EXERCISE DETAILS:
For the word "tablet", return each line of the data in which it occurs.

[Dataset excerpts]
--

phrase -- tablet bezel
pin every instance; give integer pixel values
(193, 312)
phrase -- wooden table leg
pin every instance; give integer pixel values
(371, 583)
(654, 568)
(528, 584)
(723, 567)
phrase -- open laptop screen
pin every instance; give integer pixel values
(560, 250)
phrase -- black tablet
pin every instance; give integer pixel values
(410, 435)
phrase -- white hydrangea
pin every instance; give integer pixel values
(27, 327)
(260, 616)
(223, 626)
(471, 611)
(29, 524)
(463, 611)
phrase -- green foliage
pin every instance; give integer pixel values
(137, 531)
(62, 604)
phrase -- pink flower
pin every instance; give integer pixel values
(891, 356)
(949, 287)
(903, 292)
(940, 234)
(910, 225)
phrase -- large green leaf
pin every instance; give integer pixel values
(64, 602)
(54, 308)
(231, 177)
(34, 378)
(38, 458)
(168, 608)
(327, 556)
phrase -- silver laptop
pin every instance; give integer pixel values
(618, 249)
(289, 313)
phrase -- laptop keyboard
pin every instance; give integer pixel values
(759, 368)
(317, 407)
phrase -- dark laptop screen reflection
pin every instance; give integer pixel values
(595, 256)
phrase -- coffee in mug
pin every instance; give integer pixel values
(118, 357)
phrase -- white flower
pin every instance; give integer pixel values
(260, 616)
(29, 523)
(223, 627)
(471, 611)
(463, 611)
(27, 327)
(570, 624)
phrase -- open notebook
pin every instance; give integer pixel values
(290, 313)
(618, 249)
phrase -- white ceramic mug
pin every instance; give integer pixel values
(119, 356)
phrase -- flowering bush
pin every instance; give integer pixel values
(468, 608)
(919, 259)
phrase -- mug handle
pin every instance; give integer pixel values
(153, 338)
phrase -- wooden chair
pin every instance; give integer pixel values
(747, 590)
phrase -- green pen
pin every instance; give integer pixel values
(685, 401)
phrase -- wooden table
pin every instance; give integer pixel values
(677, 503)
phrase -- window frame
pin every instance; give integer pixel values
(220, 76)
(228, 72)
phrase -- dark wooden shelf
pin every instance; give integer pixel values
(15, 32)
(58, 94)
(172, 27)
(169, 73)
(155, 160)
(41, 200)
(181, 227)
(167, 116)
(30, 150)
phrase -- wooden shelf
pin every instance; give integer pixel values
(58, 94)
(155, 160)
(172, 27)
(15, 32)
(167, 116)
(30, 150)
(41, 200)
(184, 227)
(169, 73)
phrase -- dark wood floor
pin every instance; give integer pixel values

--

SOLUTION:
phrase -- tablet bezel
phrase -- black tablet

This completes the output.